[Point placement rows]

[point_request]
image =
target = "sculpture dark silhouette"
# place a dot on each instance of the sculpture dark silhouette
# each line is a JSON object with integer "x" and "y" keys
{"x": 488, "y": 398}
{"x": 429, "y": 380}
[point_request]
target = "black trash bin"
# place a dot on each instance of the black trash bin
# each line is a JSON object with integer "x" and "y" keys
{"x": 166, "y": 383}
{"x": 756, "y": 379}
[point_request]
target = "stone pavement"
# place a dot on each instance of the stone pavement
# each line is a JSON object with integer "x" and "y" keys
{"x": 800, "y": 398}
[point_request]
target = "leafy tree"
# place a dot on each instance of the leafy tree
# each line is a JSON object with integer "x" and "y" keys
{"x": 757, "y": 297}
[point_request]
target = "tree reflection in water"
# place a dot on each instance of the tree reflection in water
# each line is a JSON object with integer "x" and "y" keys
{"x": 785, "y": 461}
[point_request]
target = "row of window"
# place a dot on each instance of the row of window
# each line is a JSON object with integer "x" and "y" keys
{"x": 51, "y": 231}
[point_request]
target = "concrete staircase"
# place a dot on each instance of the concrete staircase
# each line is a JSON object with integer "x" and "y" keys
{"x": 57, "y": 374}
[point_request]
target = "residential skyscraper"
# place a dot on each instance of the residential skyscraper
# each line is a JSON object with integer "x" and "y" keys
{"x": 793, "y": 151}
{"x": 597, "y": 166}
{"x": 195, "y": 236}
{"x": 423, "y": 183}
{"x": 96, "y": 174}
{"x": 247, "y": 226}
--
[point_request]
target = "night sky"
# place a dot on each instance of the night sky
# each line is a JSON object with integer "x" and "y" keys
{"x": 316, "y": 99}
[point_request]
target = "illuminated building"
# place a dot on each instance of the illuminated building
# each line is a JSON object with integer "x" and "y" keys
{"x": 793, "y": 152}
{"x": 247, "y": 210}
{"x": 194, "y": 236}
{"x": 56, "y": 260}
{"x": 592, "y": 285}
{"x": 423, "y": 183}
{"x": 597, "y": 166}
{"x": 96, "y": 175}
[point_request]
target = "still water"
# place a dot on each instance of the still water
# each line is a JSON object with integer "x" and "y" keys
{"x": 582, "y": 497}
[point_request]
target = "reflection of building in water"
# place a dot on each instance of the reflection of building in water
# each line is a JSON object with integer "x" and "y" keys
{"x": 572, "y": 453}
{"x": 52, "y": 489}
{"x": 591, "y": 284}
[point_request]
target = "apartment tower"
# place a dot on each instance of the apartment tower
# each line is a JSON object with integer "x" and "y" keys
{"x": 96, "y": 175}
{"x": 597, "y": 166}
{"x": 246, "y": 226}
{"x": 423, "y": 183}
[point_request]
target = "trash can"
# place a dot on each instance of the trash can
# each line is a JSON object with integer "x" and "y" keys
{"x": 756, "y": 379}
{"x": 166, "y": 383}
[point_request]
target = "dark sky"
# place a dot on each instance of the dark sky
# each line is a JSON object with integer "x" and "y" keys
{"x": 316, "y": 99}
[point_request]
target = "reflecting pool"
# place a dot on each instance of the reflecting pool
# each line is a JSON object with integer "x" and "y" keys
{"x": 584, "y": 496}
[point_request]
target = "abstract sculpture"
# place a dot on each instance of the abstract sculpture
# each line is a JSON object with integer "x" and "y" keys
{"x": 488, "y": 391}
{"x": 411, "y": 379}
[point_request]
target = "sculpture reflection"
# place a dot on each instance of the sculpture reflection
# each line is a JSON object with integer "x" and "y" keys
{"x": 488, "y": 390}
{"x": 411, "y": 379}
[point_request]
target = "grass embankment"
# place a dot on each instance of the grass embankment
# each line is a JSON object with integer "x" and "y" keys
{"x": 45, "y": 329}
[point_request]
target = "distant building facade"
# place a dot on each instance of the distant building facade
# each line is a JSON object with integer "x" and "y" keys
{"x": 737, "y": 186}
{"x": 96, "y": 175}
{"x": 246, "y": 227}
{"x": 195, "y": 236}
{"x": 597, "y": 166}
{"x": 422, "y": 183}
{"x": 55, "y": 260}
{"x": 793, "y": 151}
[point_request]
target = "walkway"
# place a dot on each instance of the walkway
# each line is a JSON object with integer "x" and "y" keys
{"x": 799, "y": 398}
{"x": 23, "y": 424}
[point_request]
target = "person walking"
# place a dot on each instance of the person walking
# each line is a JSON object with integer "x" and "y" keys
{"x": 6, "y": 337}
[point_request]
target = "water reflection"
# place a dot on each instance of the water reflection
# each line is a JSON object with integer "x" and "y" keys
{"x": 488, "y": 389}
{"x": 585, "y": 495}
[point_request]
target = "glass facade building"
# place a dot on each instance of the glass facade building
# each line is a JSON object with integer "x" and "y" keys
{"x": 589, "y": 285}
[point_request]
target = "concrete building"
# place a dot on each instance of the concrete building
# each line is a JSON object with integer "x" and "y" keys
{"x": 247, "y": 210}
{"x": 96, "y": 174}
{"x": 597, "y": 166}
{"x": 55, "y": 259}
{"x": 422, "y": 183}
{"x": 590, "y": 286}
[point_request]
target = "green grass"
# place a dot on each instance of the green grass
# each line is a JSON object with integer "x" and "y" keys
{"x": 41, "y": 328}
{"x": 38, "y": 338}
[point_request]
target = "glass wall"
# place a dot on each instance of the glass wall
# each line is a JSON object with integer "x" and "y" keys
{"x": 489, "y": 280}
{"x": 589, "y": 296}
* * *
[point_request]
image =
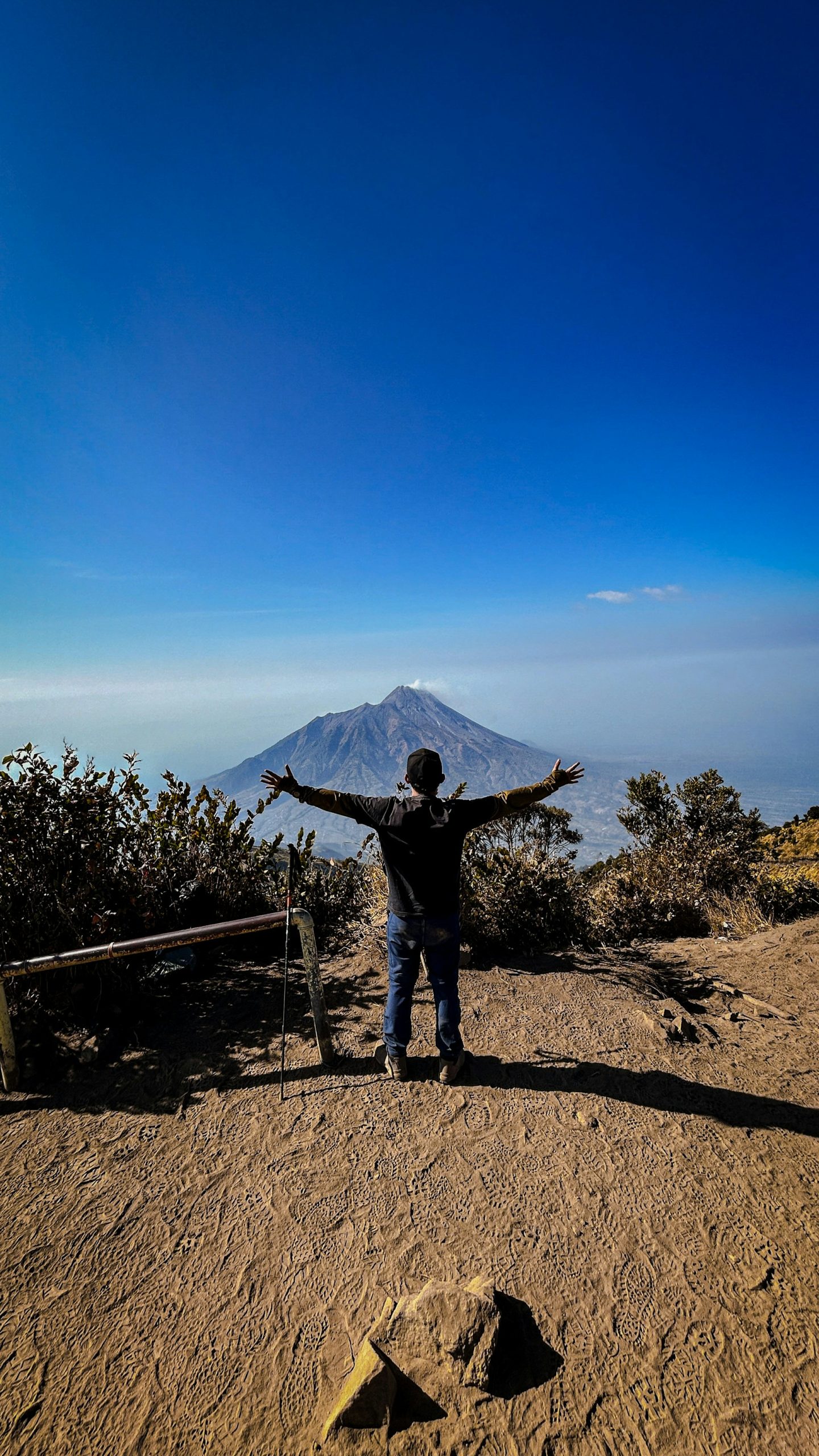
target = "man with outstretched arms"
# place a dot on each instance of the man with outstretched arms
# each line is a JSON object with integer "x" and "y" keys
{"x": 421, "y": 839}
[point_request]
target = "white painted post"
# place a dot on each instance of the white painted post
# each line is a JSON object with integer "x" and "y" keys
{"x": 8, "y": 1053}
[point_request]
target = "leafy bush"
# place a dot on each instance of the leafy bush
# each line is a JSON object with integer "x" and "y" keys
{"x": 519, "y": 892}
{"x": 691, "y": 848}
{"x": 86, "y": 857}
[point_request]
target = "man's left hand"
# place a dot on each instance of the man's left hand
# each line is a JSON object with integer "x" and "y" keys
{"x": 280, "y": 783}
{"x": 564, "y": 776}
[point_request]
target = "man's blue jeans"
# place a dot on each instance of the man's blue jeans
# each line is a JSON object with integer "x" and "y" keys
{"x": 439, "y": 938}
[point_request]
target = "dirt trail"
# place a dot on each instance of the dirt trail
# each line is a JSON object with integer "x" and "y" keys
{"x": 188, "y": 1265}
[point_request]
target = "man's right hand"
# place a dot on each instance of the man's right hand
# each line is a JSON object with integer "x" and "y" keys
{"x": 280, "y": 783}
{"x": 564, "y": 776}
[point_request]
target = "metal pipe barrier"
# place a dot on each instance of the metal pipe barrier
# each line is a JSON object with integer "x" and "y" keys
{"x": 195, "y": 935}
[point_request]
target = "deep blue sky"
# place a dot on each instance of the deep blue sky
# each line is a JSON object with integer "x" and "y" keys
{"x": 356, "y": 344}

- Problem details
Report every line in the rows above that contains the word "water". Case matters.

- Exercise output
target = "tree reflection in water"
# place a dot on each instance of the tree reflection in water
target = "still water"
# place a dot on each instance of the still water
target = "reflection of building in water"
# place a dot on each instance of the reflection of building in water
target = "water reflection"
# place a dot on each instance of the water reflection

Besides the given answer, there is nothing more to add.